Vorliegender Text »
━━━━━━━━━━━━━━━━━━━━

Interview mit Marian Grühn vom TSV Buchholz 08, der zum achten Mal mit seinem Fußball-Oberliga-Team den Fairness-Preis bekommen hat.

Buchholz. Der Hamburger Fußball-Verband hatte sich für den Festakt eine ungewöhnliche Räumlichkeit ausgewählt. Im Tropen-Aquarium von Hagenbeck übergab Verbandschef Dirk Fischer die "freundlich & fair-Preise" der Sparda-Bank. Die Geldpreise für die fairsten Mannschaften wurden zum achten Mal verteilt. Und zum achten Mal nahmen Trainer Thomas Titze und Mannschaftsführer Alexander Gege vom TSV Buchholz 08 für die fairste Oberligamannschaft den Scheck über 3000 Euro entgegen. Warum das so ist, darüber sprach das Hamburger Abendblatt mit Marian Grühn, 27, dessen Trainer seit 17 Jahren Thomas Titze ist.

Hamburger Abendblatt: Herr Grühn, gönnt Ihr den Fairness-Preis denn nicht einmal einer anderen Mannschaft?

Marian Grühn: Nein, auf keinen Fall. Da sind wir ganz egoistisch. Schließlich sind die 3000 Euro nicht zu verachten.

━━━━━━━━━━━━━━━━━━━━

Extrahierte Datensätze:
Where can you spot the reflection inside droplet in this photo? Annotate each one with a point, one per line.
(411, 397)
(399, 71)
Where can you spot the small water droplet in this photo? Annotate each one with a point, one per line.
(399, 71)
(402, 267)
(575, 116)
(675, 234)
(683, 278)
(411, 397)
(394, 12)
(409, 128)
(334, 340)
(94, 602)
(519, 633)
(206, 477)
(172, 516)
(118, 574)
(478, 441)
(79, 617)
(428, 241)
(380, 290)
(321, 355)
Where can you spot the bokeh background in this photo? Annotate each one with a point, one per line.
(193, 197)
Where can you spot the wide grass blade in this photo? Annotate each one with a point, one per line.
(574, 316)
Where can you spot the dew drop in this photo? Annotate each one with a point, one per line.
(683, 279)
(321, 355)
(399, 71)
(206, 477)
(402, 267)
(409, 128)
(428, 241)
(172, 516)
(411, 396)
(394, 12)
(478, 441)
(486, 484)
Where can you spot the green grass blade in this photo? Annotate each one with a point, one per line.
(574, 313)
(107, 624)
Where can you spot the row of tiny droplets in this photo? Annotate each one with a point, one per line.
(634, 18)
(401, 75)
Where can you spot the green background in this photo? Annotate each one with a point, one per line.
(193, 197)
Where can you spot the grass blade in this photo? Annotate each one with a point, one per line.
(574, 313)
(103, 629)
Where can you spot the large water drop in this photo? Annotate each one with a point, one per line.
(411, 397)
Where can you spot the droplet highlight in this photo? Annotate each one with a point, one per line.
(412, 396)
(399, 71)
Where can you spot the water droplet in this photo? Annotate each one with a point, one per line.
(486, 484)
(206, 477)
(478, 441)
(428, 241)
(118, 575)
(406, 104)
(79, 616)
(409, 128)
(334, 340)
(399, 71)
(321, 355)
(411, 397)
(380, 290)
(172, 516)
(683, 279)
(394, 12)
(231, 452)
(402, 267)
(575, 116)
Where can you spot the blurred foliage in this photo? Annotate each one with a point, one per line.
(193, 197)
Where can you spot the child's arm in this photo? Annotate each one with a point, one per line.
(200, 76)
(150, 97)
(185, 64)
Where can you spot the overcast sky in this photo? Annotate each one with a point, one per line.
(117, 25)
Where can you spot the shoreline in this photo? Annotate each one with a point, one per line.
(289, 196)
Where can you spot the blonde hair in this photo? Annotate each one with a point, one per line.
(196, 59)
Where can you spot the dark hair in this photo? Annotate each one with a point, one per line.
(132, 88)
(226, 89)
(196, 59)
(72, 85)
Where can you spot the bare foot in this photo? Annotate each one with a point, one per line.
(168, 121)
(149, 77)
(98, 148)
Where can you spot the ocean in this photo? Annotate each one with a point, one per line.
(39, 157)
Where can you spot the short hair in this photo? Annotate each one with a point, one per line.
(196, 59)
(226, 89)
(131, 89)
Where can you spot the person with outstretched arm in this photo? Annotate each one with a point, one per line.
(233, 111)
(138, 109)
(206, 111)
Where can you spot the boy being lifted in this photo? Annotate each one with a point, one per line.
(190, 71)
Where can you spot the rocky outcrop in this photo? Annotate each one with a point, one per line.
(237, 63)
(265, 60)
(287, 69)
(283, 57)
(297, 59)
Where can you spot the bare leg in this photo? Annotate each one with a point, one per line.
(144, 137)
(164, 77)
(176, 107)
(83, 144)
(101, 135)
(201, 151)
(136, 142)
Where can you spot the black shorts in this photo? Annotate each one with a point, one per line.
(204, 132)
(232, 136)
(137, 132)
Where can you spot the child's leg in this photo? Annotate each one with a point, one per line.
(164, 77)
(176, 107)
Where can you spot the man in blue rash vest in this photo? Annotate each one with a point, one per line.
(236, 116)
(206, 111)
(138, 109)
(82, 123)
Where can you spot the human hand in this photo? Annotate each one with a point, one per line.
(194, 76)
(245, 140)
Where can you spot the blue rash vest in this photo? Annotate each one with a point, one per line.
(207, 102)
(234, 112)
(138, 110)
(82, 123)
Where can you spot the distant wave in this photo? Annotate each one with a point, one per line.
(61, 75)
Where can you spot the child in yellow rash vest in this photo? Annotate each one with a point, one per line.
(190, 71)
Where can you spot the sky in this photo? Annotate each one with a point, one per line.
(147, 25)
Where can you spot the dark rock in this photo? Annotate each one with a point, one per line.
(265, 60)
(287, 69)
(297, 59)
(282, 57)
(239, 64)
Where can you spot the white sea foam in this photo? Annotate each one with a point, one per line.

━━━━━━━━━━━━━━━━━━━━

Aufgabe 1 » Entnimm dem Text über den Fairness-Preis alles von „Interview mit Marian“ bis hinab zu „einer anderen Mannschaft?“ und gib diesen Abschnitt wortgetreu wieder.
Aufgabe 2 »
Beantworte anhand des Textes über den Fairness-Preis die folgenden Fragen:
(a) In welchem Gebäude fand die Übergabe der Preise statt?
(b) Über welchen Betrag lautete der Scheck für die fairste Oberligamannschaft?
(c) Mit welchem Wort beschreibt Marian Grühn die Haltung seiner Mannschaft in Bezug auf den Preis?
Aufgabe 3 » Fasse den Absatz des Textes über den Fairness-Preis, der mit „Buchholz. Der Hamburger Fußball-Verband“ beginnt, als Liste seiner wichtigsten Fakten zusammen.

Lösung 1 »
Interview mit Marian Grühn vom TSV Buchholz 08, der zum achten Mal mit seinem Fußball-Oberliga-Team den Fairness-Preis bekommen hat.

Buchholz. Der Hamburger Fußball-Verband hatte sich für den Festakt eine ungewöhnliche Räumlichkeit ausgewählt. Im Tropen-Aquarium von Hagenbeck übergab Verbandschef Dirk Fischer die "freundlich & fair-Preise" der Sparda-Bank. Die Geldpreise für die fairsten Mannschaften wurden zum achten Mal verteilt. Und zum achten Mal nahmen Trainer Thomas Titze und Mannschaftsführer Alexander Gege vom TSV Buchholz 08 für die fairste Oberligamannschaft den Scheck über 3000 Euro entgegen. Warum das so ist, darüber sprach das Hamburger Abendblatt mit Marian Grühn, 27, dessen Trainer seit 17 Jahren Thomas Titze ist.

Hamburger Abendblatt: Herr Grühn, gönnt Ihr den Fairness-Preis denn nicht einmal einer anderen Mannschaft?

Lösung 2 »
(a) Im Tropen-Aquarium von Hagenbeck.
(b) Über 3000 Euro.
(c) Er nennt sie „ganz egoistisch“.

Lösung 3 »
- Der Hamburger Fußball-Verband hielt den Festakt im Tropen-Aquarium von Hagenbeck ab.
- Verbandschef Dirk Fischer übergab dort die „freundlich & fair-Preise“ der Sparda-Bank.
- Die Geldpreise für die fairsten Mannschaften wurden zum achten Mal vergeben.
- Zum achten Mal nahmen Trainer Thomas Titze und Mannschaftsführer Alexander Gege vom TSV Buchholz 08 den Scheck über 3000 Euro für die fairste Oberligamannschaft entgegen.
- Das Hamburger Abendblatt sprach darüber mit Marian Grühn, 27, der seit 17 Jahren von Thomas Titze trainiert wird.